**** Records for the exercise ****
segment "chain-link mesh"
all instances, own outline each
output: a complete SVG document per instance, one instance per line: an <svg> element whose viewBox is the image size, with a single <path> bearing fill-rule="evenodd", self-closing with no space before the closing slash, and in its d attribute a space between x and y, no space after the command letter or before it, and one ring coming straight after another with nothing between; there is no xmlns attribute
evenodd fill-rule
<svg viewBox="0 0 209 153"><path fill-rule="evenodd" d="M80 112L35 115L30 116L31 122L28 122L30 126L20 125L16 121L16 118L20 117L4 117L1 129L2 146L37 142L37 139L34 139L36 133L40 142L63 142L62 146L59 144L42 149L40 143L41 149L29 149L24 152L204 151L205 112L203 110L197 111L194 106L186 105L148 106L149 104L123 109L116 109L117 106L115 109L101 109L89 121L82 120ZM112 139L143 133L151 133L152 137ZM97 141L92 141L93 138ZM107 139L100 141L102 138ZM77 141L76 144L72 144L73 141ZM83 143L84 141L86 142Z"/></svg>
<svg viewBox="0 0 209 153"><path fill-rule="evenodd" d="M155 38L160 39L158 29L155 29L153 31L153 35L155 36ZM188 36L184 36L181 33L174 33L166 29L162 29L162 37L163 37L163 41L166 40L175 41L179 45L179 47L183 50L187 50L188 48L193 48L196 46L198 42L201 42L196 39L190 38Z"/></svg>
****
- What the task asks
Please reproduce every line of the material word for word.

- Solution to this task
segment "chain-link mesh"
all instances, own outline each
output: a complete SVG document per instance, one instance per line: an <svg> element whose viewBox is the image size, with a single <path> bearing fill-rule="evenodd", self-closing with no space before the closing slash, and in its d attribute a space between x and y, no space after the command letter or before it, and one ring coming straight after another with nothing between; there is no xmlns attribute
evenodd fill-rule
<svg viewBox="0 0 209 153"><path fill-rule="evenodd" d="M80 112L35 115L30 116L31 122L28 122L30 126L20 125L16 121L16 118L20 117L4 117L1 129L2 146L37 142L37 139L34 139L36 133L40 142L63 142L62 146L59 144L42 149L40 143L41 149L29 149L24 152L204 151L205 112L203 110L197 111L194 106L186 105L148 106L149 104L123 109L116 109L117 106L115 109L101 109L89 121L82 120ZM112 139L143 133L151 133L152 137ZM97 141L92 141L93 138ZM107 139L100 141L102 138ZM77 141L76 144L72 144L73 141ZM83 143L84 141L86 142Z"/></svg>
<svg viewBox="0 0 209 153"><path fill-rule="evenodd" d="M155 38L160 39L158 29L155 29L153 31L153 35L155 36ZM188 36L184 36L181 33L174 33L166 29L162 29L162 37L163 37L163 41L166 40L175 41L179 45L179 47L183 50L187 50L188 48L193 48L196 46L198 42L201 42L196 39L190 38Z"/></svg>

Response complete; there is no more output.